_Goal of the exercise_
Among the entries below, please show each line that carries the word "illuminated".
• • • •
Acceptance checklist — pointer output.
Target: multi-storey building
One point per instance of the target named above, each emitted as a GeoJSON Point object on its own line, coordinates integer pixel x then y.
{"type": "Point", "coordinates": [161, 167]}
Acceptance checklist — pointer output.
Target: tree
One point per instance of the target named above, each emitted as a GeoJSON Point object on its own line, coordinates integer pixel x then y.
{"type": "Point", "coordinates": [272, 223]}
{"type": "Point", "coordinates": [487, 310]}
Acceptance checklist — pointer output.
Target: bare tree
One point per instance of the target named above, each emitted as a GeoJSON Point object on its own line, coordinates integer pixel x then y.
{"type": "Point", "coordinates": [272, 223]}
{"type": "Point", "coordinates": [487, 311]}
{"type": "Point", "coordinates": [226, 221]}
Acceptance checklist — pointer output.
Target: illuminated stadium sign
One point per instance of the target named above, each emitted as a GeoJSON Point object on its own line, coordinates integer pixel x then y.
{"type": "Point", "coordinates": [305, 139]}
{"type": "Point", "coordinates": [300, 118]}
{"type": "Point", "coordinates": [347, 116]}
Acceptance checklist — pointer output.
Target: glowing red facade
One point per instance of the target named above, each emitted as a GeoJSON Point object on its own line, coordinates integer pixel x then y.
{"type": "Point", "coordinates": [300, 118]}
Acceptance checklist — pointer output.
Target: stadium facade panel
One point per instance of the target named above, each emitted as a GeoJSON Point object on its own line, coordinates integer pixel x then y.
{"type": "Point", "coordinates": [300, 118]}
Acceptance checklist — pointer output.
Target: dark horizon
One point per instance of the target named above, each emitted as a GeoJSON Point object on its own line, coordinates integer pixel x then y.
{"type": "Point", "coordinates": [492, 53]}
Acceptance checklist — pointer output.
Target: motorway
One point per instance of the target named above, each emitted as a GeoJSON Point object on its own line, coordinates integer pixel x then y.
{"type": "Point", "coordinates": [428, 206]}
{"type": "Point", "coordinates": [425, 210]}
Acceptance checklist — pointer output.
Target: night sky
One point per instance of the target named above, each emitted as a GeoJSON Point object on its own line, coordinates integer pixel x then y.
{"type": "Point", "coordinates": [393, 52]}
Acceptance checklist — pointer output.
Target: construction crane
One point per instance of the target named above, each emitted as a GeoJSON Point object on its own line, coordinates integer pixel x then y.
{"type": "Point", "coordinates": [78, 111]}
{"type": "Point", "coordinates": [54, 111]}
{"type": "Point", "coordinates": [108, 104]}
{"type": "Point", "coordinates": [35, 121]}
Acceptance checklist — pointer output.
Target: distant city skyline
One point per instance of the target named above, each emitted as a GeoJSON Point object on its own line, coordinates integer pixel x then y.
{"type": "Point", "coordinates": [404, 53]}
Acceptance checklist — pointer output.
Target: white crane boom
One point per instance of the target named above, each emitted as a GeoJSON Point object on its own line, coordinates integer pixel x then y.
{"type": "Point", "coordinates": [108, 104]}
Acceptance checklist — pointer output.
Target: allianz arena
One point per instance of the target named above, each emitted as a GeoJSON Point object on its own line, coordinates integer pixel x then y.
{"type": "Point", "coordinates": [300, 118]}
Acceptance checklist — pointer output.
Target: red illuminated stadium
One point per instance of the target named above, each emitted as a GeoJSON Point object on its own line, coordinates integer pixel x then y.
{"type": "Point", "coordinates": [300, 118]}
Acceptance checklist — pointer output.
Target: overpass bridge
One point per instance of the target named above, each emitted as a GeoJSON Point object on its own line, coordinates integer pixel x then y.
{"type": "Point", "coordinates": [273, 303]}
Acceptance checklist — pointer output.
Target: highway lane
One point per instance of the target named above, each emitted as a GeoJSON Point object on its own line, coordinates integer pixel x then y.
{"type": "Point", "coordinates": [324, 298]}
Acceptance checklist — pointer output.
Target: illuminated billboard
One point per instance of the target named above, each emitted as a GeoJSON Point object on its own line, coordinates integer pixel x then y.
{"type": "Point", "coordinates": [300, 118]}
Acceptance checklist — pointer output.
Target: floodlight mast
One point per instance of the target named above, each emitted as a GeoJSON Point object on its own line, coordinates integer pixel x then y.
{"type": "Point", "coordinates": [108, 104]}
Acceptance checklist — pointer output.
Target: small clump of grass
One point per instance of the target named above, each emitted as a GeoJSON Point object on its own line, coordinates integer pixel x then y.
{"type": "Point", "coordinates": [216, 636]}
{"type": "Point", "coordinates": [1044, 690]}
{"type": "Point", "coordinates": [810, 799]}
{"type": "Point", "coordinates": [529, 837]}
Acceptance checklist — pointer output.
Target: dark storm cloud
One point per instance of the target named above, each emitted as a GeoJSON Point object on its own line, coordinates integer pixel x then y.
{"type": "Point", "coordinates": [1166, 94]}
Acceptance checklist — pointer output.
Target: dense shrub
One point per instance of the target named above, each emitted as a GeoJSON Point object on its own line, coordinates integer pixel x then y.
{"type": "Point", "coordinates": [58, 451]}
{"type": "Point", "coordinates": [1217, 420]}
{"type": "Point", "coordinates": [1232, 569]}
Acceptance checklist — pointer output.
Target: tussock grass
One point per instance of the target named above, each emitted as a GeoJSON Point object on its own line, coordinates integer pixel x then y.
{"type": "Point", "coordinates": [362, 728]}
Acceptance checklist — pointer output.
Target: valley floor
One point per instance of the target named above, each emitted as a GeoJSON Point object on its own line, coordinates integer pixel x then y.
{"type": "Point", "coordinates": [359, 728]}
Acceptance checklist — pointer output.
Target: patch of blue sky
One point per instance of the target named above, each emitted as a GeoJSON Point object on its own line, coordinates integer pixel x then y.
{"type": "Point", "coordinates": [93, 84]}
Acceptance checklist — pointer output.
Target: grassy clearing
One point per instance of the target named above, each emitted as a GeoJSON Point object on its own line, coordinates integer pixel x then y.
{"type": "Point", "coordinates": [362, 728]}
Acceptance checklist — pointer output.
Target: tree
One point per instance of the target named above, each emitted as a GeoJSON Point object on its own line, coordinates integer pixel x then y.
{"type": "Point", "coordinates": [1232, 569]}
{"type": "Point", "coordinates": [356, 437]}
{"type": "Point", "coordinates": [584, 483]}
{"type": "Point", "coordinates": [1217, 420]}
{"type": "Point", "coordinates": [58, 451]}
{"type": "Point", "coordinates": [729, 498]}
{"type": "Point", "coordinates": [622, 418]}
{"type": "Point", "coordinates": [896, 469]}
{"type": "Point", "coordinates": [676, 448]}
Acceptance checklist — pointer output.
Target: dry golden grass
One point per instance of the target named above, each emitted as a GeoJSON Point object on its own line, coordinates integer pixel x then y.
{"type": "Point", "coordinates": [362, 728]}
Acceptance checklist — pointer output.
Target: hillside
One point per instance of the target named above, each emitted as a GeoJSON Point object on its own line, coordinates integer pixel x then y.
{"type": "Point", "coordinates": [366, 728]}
• • • •
_Expected output_
Target: illuminated stadium sign
Target: red illuminated stadium
Target: illuminated billboard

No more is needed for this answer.